*Stated problem*. Can you convert the records below into a two-column CSV with the header "text" and "answer", one row per record, each field quoted and any line breaks inside a field replaced with spaces?

*Data in this exercise*.
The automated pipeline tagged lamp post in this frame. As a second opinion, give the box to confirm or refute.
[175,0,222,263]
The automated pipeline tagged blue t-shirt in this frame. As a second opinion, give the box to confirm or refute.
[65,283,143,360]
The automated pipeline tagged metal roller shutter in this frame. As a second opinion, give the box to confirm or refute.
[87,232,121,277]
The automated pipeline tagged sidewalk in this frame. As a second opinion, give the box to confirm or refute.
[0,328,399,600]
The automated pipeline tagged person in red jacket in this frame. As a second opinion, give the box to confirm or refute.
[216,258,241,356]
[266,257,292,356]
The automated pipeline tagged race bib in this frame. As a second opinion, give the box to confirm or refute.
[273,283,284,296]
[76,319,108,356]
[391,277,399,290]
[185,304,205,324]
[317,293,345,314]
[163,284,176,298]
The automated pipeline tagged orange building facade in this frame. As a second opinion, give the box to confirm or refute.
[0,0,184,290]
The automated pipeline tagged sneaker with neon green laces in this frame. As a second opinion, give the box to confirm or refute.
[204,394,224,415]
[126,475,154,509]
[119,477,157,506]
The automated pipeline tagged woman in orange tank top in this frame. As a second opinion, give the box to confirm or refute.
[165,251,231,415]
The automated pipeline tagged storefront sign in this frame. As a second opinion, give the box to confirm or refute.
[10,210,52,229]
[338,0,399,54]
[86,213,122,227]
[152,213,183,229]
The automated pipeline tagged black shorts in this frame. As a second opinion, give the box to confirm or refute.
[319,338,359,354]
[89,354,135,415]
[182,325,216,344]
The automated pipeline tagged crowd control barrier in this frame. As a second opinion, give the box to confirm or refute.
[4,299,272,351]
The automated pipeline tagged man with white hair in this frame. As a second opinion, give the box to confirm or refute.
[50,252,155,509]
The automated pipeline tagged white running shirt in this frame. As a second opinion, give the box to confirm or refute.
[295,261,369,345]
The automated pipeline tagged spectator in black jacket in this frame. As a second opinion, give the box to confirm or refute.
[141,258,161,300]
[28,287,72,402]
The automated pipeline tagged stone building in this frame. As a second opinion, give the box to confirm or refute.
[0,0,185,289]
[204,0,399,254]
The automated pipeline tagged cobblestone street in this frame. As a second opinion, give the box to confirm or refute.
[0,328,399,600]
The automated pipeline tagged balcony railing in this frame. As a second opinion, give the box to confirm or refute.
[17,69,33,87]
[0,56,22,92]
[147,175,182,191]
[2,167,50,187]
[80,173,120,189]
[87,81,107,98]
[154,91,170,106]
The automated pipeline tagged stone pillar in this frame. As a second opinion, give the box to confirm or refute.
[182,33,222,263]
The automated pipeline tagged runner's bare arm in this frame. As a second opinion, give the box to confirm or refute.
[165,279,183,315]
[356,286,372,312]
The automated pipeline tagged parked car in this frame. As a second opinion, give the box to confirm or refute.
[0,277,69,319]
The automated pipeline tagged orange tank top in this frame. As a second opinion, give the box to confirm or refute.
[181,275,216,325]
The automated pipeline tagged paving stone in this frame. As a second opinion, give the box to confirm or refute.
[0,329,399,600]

*Task output*.
text,answer
"The automated pipeline tagged lamp post in this frame. As a second opinion, give the box to confirm or refute.","[175,0,222,263]"
"The automated pipeline tagged blue t-shirt in this frame. As a second opinion, give the box to confirm or refute.","[65,283,143,360]"
"The automated pipeline tagged metal roller shutter in this frame. As a second opinion, give the box to confirm or refute.","[87,232,121,277]"
"The automated pipeline tagged sidewalk in this frame. As a second opinion, give the box to confirm or refute.","[0,328,399,600]"
"The automated pipeline tagged person in red jacket in this frame. As a second opinion, give the box to confirm or refute.","[216,258,241,356] [266,257,292,356]"
"The automated pipeline tagged race bib in this frame. As a second opinion, give the box to confirm or refute.","[273,283,284,296] [76,319,108,356] [391,277,399,290] [185,304,205,324] [317,293,345,314] [163,284,176,298]"
"The automated pipeline tagged orange building facade in this frame. As a second opinion, give the box to confirm or refute.","[0,0,184,290]"
"The automated pipeline tagged sneaker with neon green laces in this frame. As a second opinion, give the box to confirm or refute.","[204,394,224,415] [126,475,154,509] [119,477,157,506]"
"The automated pipeline tagged woman in orange tank top in this frame. As a second opinion, give the box to confirm or refute.","[165,251,231,415]"
"The automated pipeline tagged storefront sign in this frame. As a second opinion, give the box to confirm or refute.","[10,210,52,229] [338,0,399,54] [86,213,122,227] [152,213,183,229]"
"The automated pipeline tagged black shorts in this frame. As a second opinion, give the box to confirm or refute.","[319,338,359,354] [89,354,135,415] [182,325,216,344]"
"The automated pipeline tagged crowd control barrier in this frame. As a second opinion, give the box to confirm or refute.","[4,299,272,351]"
"The automated pipeline tagged man with white hair in this frame. As a second opinion, give the box to confirm or refute.","[50,252,155,509]"
"The automated pipeline tagged white running shirt in this frame. As a second opinion, give the box to confirm or refute.","[295,261,369,345]"
"The automated pipeline tagged spectator in black jacket in this frame. As a second opinion, give the box to confirm or refute.","[141,258,161,300] [28,287,72,402]"
"The automated pipeline tagged stone building in this frame. As a second opinion, give the box to confirm or refute.","[0,0,185,289] [204,0,399,254]"
"The automated pipeline tagged cobblestone street in this frame. As a second opinion, give the box to confirm or refute.","[0,328,399,600]"
"The automated pipeline tagged balcony railing in this frame. As a second opinion, give the box to confirm or refute.","[17,69,33,87] [0,56,22,92] [147,175,182,191] [2,167,50,187] [80,173,120,189] [87,81,107,98] [154,91,170,106]"
"The automated pipeline tagged stone pillar in this frame. As a second opinion, give the box to confirm or refute.","[182,33,222,263]"
"The automated pipeline tagged runner's bare arm in this frame. As a second opinion, give the box to confirm or refute.","[165,279,183,315] [356,286,372,312]"
"The automated pipeline tagged parked car in this frame. As a second opinion, give the box to confirm or refute.","[0,277,69,319]"
"The automated pipeline tagged orange tank top in this frame. As a second opinion, give the box to confirm or refute.","[181,275,216,325]"
"The automated pipeline tagged paving stone in this frame. As a second opinion, give the box to confirm or refute.","[0,329,399,600]"